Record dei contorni
┄┄┄┄┄┄┄┄┄┄┄┄┄┄┄┄┄┄┄┄

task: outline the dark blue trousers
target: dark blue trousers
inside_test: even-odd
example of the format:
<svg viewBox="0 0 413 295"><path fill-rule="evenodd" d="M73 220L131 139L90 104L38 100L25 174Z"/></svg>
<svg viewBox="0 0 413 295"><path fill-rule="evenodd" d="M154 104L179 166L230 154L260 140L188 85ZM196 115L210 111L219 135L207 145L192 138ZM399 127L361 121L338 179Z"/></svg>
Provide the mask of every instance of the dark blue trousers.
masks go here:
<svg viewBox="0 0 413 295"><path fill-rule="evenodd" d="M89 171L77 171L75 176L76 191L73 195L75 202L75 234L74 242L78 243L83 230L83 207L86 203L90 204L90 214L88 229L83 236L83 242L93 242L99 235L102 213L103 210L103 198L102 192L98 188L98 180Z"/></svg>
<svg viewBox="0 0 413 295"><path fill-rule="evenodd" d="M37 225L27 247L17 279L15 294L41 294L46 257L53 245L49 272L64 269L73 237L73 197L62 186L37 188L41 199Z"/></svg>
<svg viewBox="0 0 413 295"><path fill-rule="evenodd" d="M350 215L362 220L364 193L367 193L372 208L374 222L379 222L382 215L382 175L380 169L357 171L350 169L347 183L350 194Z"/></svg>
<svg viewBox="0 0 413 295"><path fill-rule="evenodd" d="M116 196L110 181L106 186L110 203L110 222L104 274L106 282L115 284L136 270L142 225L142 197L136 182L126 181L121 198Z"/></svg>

┄┄┄┄┄┄┄┄┄┄┄┄┄┄┄┄┄┄┄┄

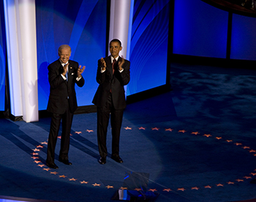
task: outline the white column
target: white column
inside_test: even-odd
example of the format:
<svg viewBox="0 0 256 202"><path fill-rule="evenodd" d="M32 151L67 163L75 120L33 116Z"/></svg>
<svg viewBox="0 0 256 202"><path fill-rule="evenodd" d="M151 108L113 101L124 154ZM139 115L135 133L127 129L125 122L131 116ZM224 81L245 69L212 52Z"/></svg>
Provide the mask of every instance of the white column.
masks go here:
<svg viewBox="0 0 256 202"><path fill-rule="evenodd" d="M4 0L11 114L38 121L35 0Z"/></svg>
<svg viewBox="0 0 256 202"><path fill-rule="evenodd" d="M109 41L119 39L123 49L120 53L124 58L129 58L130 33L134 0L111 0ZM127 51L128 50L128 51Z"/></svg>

┄┄┄┄┄┄┄┄┄┄┄┄┄┄┄┄┄┄┄┄

:: Consegna ::
Puoi riscrivere come elenco numerato le righe dei record che vanno da quella contenente "task: outline the dark blue trousers" fino a quella contenente "196L110 181L106 186L110", estremi compresi, omettendo le righe vuote?

:: Soluzione ::
1. task: outline the dark blue trousers
2. target: dark blue trousers
3. inside_test: even-odd
4. example of the format:
5. <svg viewBox="0 0 413 295"><path fill-rule="evenodd" d="M73 220L131 139L90 104L38 100L25 174Z"/></svg>
6. <svg viewBox="0 0 413 295"><path fill-rule="evenodd" d="M154 104L179 166L230 154L260 140L188 85ZM196 115L210 111L219 135L207 145L192 138ZM399 127L361 121L338 179Z"/></svg>
7. Provide the mask of every instance of the dark blue trousers.
8. masks go here:
9. <svg viewBox="0 0 413 295"><path fill-rule="evenodd" d="M89 171L77 171L75 176L76 191L73 195L75 202L75 234L74 242L78 243L83 230L83 207L86 203L90 204L90 214L88 229L83 236L83 242L93 242L99 235L102 213L103 210L103 198L102 192L98 188L98 180Z"/></svg>
10. <svg viewBox="0 0 413 295"><path fill-rule="evenodd" d="M37 225L27 247L17 279L15 294L41 294L46 257L53 245L49 272L64 269L73 237L73 197L62 186L37 188L41 199Z"/></svg>
11. <svg viewBox="0 0 413 295"><path fill-rule="evenodd" d="M350 215L362 220L364 193L367 193L372 208L374 222L379 222L382 215L382 175L380 169L357 171L350 169L347 183L350 194Z"/></svg>
12. <svg viewBox="0 0 413 295"><path fill-rule="evenodd" d="M116 196L110 181L106 186L110 203L110 222L104 274L106 282L115 284L136 270L142 225L142 197L136 182L126 181L121 198Z"/></svg>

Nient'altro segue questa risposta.